Region annotation entries
---

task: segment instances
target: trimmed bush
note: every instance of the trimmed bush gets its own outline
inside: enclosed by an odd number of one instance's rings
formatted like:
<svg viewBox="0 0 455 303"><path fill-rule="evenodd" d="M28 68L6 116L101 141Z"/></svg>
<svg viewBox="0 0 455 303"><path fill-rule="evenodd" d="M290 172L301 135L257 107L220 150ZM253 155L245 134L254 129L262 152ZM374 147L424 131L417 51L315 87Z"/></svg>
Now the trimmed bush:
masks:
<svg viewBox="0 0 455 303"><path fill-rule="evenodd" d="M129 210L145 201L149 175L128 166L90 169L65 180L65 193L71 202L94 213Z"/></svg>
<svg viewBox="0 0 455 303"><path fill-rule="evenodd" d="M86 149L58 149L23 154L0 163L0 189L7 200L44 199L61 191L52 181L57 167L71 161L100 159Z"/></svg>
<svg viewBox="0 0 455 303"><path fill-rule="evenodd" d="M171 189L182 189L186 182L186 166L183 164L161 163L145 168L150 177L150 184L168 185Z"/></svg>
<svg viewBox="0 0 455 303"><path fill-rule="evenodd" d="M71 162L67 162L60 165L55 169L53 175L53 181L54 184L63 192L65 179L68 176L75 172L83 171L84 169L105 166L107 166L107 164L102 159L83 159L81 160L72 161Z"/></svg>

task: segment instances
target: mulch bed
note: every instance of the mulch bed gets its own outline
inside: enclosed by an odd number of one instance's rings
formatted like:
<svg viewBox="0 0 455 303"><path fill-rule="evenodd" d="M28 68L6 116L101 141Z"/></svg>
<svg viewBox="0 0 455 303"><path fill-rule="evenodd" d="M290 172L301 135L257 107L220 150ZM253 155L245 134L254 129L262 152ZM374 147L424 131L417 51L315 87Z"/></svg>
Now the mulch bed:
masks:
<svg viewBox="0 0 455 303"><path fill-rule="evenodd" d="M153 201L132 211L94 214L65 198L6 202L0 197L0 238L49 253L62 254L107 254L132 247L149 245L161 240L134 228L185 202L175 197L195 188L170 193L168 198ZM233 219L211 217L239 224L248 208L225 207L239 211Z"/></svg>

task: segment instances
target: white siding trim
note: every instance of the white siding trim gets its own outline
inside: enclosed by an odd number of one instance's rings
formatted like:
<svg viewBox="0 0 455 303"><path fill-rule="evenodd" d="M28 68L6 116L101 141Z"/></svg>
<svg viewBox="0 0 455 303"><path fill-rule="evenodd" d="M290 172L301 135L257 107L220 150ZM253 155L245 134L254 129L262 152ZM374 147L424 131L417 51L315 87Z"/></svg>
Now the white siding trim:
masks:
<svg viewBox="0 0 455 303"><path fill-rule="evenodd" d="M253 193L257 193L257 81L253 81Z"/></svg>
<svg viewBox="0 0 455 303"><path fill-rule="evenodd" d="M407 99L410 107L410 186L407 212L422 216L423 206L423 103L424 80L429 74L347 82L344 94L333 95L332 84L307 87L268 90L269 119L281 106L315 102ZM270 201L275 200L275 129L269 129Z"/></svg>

---

** Description of the task **
Rewrite all of the records, putting "is outlined separately" wherever "gets its own outline" appears and leaving everything else unchanged.

** Written reply **
task: segment instances
target: trimmed bush
note: every instance of the trimmed bush is outlined separately
inside: enclosed by an odd number of one instance's rings
formatted like:
<svg viewBox="0 0 455 303"><path fill-rule="evenodd" d="M28 68L6 116L101 141Z"/></svg>
<svg viewBox="0 0 455 303"><path fill-rule="evenodd" d="M290 172L301 135L257 107L220 150ZM253 155L245 134L254 129L262 152ZM374 147L424 131L417 51L315 87Z"/></svg>
Now the trimmed bush:
masks:
<svg viewBox="0 0 455 303"><path fill-rule="evenodd" d="M129 210L145 201L149 175L128 166L90 169L65 180L65 193L71 202L94 213Z"/></svg>
<svg viewBox="0 0 455 303"><path fill-rule="evenodd" d="M86 149L58 149L23 154L0 163L0 189L7 200L44 199L61 191L52 181L57 167L71 161L100 159Z"/></svg>
<svg viewBox="0 0 455 303"><path fill-rule="evenodd" d="M171 189L182 189L186 182L186 166L183 164L161 163L145 168L150 177L150 184L168 185Z"/></svg>
<svg viewBox="0 0 455 303"><path fill-rule="evenodd" d="M71 162L67 162L60 165L55 169L53 175L53 181L54 184L63 192L65 179L68 176L75 172L83 171L84 169L105 166L107 166L107 164L102 159L83 159L81 160L72 161Z"/></svg>

task: segment instances
target: mulch bed
note: every instance of the mulch bed is outlined separately
inside: enclosed by an odd number of one instance's rings
formatted like:
<svg viewBox="0 0 455 303"><path fill-rule="evenodd" d="M28 68L6 116L101 141Z"/></svg>
<svg viewBox="0 0 455 303"><path fill-rule="evenodd" d="M290 172L301 135L257 107L220 150ZM253 155L245 134L254 129L262 152ZM374 147L424 131L417 51L315 87Z"/></svg>
Now the mulch bed:
masks:
<svg viewBox="0 0 455 303"><path fill-rule="evenodd" d="M153 201L132 211L94 214L65 198L6 202L0 197L0 238L49 253L62 254L107 254L132 247L149 245L161 240L134 228L185 202L175 197L195 188L170 193L168 198ZM233 219L211 217L239 224L248 208L225 207L239 211Z"/></svg>

task: segment instances
target: white siding trim
note: every instance of the white siding trim is outlined separately
inside: enclosed by an odd number of one instance's rings
formatted like:
<svg viewBox="0 0 455 303"><path fill-rule="evenodd" d="M28 68L6 116L101 141Z"/></svg>
<svg viewBox="0 0 455 303"><path fill-rule="evenodd" d="M290 172L301 135L257 107L220 150ZM253 155L245 134L254 129L262 152ZM374 147L424 131L417 51L315 87Z"/></svg>
Now the white siding trim:
masks:
<svg viewBox="0 0 455 303"><path fill-rule="evenodd" d="M253 193L257 193L257 81L253 81Z"/></svg>
<svg viewBox="0 0 455 303"><path fill-rule="evenodd" d="M407 99L410 107L410 186L407 212L422 216L423 206L423 103L424 80L429 74L347 82L344 94L333 95L332 84L307 87L268 90L269 119L281 106L315 102ZM270 201L275 200L275 129L269 129Z"/></svg>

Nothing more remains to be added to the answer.